Work to complete:
[A] Reproduce the passage on museum visits from "One of the boys’" to "referring to me.".
[B] Answer these questions from the passage on museum visits:
(i) What are the ages of the two children who handled the elephant's tooth?
(ii) While waiting for whom did the narrator spend hours in museums as a child?
(iii) What is the name of the boys' local museum in London?

[Opening Document segment section]

How worthy it sounds, but in reality we had a wonderful time because museums nowadays are accessible places of discovery for small hands and lively minds. For a four-year-old and a two-year-old the very feel of an elephant’s tooth, its sheer weight and ridiculous size, must surely be unforgettable.

When I was a child (grandmas are allowed to say that at least six times a day) I spent hours in museums waiting for my father while he was in meetings or researching something arcane, and I’d stare but never touch, defeated by Latin names, appalled by displays of moths and spiders, tormented by stuffed birds, lost in awe in the picture galleries, forever conscious of being just a small person adrift in a strange adult world of musty fustiness.

One of the boys’ favourite places in London is their local museum, the Horniman, where the natural history displays offer endless opportunity for discovery and interest. It was not surprising, then, that they took such pleasure in the two they visited in Dorset, although each time they talked about dinosaurs and fossils I had the feeling they were referring to me.

[Closing Document segment section]
[Opening Provided data section]

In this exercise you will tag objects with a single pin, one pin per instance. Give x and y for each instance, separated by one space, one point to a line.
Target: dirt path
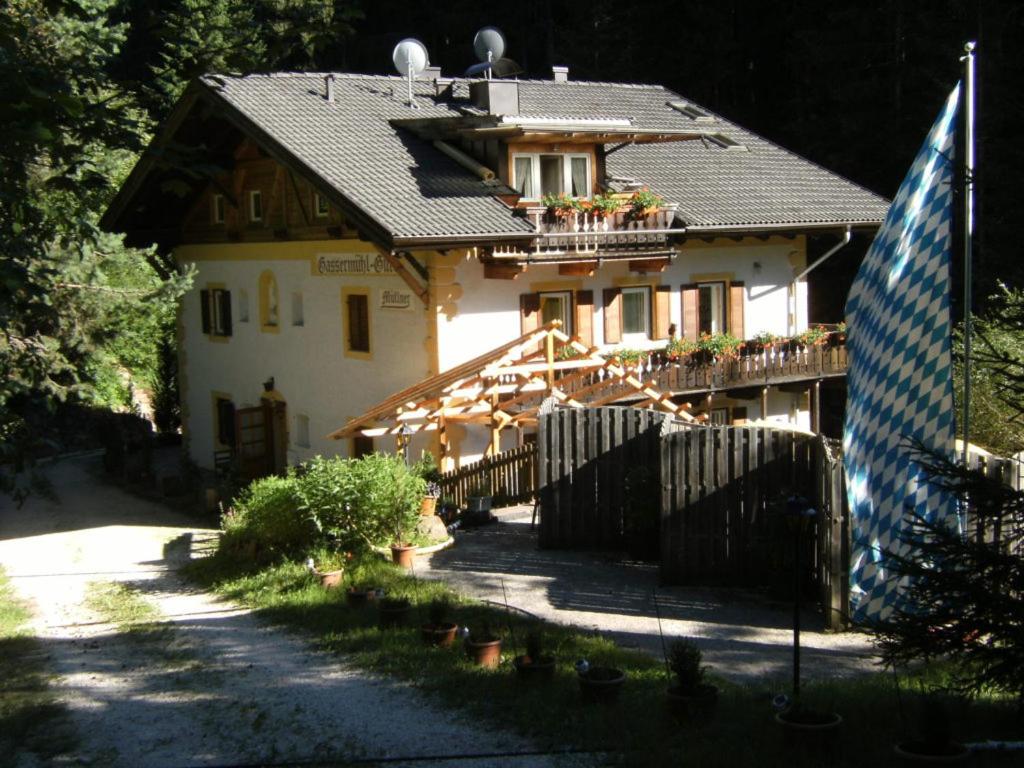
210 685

[Closing Provided data section]
[Opening Provided data section]

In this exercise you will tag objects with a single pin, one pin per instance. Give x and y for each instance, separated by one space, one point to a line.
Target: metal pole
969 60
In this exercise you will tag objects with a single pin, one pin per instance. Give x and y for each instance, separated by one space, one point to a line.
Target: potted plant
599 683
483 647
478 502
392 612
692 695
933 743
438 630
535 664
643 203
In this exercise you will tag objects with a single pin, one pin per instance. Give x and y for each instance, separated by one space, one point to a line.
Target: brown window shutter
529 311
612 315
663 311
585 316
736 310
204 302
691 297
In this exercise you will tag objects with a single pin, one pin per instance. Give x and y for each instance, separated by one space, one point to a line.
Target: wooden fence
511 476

[Closing Provided data section]
[Opening Provided data section]

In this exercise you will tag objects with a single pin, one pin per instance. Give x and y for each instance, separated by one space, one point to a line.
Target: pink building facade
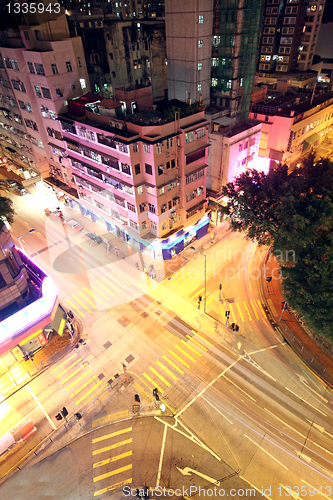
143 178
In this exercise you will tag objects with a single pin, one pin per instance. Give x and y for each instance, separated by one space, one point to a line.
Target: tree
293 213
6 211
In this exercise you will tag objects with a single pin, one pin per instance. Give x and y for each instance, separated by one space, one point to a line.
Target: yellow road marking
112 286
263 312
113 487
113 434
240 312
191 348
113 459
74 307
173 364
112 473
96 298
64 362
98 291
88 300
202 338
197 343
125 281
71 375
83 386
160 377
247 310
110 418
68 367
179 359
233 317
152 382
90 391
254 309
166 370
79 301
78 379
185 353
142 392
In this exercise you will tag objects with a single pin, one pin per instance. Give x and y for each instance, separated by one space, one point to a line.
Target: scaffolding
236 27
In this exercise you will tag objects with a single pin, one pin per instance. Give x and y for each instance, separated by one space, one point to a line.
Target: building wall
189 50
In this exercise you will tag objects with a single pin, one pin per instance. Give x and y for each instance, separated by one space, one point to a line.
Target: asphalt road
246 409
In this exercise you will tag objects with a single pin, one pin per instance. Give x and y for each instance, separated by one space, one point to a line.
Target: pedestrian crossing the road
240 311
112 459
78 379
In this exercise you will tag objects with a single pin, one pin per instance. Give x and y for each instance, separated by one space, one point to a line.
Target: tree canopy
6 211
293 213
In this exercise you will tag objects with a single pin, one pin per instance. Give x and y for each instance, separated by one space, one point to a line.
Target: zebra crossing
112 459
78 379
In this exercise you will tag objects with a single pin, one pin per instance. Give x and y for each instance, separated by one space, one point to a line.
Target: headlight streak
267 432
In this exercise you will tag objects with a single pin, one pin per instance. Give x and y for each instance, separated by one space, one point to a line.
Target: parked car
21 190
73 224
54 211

[Closing Provided data section]

Activity answers:
[A]
One of the boys’ favourite places in London is their local museum, the Horniman, where the natural history displays offer endless opportunity for discovery and interest. It was not surprising, then, that they took such pleasure in the two they visited in Dorset, although each time they talked about dinosaurs and fossils I had the feeling they were referring to me.

[B]
(i) Four years old and two years old.
(ii) The narrator's father.
(iii) The Horniman.